-- Start of Passage --

On Thu, Sep 13, 2012 at 11:23 PM, tip-bot for Jan Beulich
<JBeulich@suse.com> wrote:
>
> x86: Prefer TZCNT over BFS

This patch is insane.

> For the moment, only do this when the respective generic-CPU
> option is selected (as there are no specific-CPU options
> covering the CPUs supporting TZCNT), and don't do that when size
> optimization was requested.

This is pure garbage.

Anybody who thinks this:

> +#if (defined(CONFIG_X86_GENERIC) || defined(CONFIG_GENERIC_CPU)) \
> +    && !defined(CONFIG_CC_OPTIMIZE_FOR_SIZE)

is a good idea should be shot. Don't do it.

Introduce a new CONFIG variable with a sane name, for chrissake, the
same way we have CONFIG_X86_XADD etc. It would be logical to call it
X86_TZCNT, wouldn't it?

And then add sane rules for that in the x86 config file. And no, the
above is *NOT* a sane rule at all. If I read that right, it will
enable TZCNT even for old 32-bit CPU's, for example. That's just
f*cking insane.

Stop this kind of idiocy. The code looks bad, and the logic is pure shit too.

                Linus

^ permalink raw reply	[flat|nested] 11+ messages in thread

* Re: [tip:x86/asm] x86: Prefer TZCNT over BFS
  2012-09-14 21:14   ` Linus Torvalds
@ 2012-09-14 21:32     ` Borislav Petkov
  2012-09-17  7:41     ` Jan Beulich
  1 sibling, 0 replies; 11+ messages in thread
From: Borislav Petkov @ 2012-09-14 21:32 UTC (permalink / raw)

-- End of Passage --
-- Start of Data provided --

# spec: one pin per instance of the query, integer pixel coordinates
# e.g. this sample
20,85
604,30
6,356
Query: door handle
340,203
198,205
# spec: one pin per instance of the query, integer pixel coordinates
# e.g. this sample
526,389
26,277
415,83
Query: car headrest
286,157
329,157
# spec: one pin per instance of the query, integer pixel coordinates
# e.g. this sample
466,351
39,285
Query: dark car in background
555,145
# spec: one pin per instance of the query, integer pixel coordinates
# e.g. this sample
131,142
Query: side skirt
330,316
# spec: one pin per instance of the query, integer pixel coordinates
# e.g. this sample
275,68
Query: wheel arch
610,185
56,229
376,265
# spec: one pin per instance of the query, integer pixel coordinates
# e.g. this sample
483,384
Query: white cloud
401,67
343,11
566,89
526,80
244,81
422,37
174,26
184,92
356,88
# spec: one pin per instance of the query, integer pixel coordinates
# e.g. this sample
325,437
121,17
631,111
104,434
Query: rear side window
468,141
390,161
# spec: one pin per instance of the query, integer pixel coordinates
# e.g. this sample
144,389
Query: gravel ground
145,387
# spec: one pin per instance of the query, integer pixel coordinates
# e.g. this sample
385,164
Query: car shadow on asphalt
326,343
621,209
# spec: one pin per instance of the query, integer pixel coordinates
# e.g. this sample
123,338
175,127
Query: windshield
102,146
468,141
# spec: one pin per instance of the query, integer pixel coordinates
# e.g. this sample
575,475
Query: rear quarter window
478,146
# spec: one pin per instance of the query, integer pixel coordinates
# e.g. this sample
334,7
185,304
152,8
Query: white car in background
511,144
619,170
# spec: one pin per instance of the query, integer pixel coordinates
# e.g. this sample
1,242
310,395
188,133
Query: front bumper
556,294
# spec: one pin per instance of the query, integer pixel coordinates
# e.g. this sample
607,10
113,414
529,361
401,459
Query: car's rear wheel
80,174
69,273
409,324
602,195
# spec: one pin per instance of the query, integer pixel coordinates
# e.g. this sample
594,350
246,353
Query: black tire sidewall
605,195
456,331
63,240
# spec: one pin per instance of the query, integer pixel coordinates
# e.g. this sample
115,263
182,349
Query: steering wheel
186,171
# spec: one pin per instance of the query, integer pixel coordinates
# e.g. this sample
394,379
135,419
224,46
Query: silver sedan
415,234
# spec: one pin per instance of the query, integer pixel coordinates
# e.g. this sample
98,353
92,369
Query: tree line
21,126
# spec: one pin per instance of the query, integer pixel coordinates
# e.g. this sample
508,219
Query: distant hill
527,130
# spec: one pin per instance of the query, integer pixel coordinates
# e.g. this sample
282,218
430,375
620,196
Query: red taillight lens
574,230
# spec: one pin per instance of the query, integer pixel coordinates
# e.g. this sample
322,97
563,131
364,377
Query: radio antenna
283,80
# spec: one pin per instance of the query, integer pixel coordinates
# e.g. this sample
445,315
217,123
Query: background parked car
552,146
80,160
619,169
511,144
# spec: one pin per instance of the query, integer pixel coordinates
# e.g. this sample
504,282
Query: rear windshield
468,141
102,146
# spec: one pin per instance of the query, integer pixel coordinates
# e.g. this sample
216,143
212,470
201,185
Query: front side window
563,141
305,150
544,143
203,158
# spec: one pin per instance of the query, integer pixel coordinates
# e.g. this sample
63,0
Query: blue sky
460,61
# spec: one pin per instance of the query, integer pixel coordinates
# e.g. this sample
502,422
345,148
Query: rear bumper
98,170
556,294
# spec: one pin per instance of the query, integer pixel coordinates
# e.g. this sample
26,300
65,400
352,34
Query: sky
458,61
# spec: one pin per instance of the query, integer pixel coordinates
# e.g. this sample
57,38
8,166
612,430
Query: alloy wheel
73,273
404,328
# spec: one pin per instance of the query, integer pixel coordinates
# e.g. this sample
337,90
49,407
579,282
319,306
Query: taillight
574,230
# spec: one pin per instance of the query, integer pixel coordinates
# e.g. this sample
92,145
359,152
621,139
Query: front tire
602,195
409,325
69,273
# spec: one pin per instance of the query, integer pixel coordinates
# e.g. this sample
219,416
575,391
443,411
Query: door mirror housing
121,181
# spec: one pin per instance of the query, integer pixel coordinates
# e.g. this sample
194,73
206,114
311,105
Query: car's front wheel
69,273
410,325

-- End of Data provided --

Requirement 1:
Answer these questions about the email thread on the TZCNT patch:
(a) What name does the reply propose for the new CONFIG variable?
(b) According to the quoted patch description, when should the change not be made?
(c) Who sent the message dated 2012-09-14 21:32 UTC?
Requirement 2: Carry on the email thread about the TZCNT patch from the point where it stops.

Task answer 1:
(a) X86_TZCNT
(b) When size optimization was requested.
(c) Borislav Petkov

Task answer 2:
  To: Linus Torvalds
  Cc: mingo, hpa, linux-kernel, JBeulich, tglx, linux-tip-commits

On Fri, Sep 14, 2012 at 02:14:57PM -0700, Linus Torvalds wrote:
> On Thu, Sep 13, 2012 at 11:23 PM, tip-bot for Jan Beulich
> <JBeulich@suse.com> wrote:
> >
> > x86: Prefer TZCNT over BFS
> 
> This patch is insane.
> 
> > For the moment, only do this when the respective generic-CPU
> > option is selected (as there are no specific-CPU options
> > covering the CPUs supporting TZCNT), and don't do that when size
> > optimization was requested.
> 
> This is pure garbage.
> 
> Anybody who thinks this:
> 
> > +#if (defined(CONFIG_X86_GENERIC) || defined(CONFIG_GENERIC_CPU)) \
> > +    && !defined(CONFIG_CC_OPTIMIZE_FOR_SIZE)
> 
> is a good idea should be shot. Don't do it.
> 
> Introduce a new CONFIG variable with a sane name, for chrissake, the
> same way we have CONFIG_X86_XADD etc. It would be logical to call it
> X86_TZCNT, wouldn't it?
> 
> And then add sane rules for that in the x86 config file. And no, the
> above is *NOT* a sane rule at all. If I read that right, it will
> enable TZCNT even for old 32-bit CPU's, for example. That's just
> f*cking insane.
> 
> Stop this kind of idiocy. The code looks bad, and the logic is pure shit too.

And the other important question is, is this even worth the complexity?
I mean "may execute that faster than 'bsf ...'" doesn't mean a lot so
can anyone remind me again why we're doing this?

Any hot paths I've missed?

Thanks.

-- 
Regards/Gruss,
    Boris.

^ permalink raw reply	[flat|nested] 11+ messages in thread

* Re: [tip:x86/asm] x86: Prefer TZCNT over BFS
  2012-09-14 21:14   ` Linus Torvalds
  2012-09-14 21:32     ` Borislav Petkov
@ 2012-09-17  7:41     ` Jan Beulich
  2012-09-17 10:00       ` Ingo Molnar
  1 sibling, 1 reply; 11+ messages in thread
From: Jan Beulich @ 2012-09-17  7:41 UTC (permalink / raw)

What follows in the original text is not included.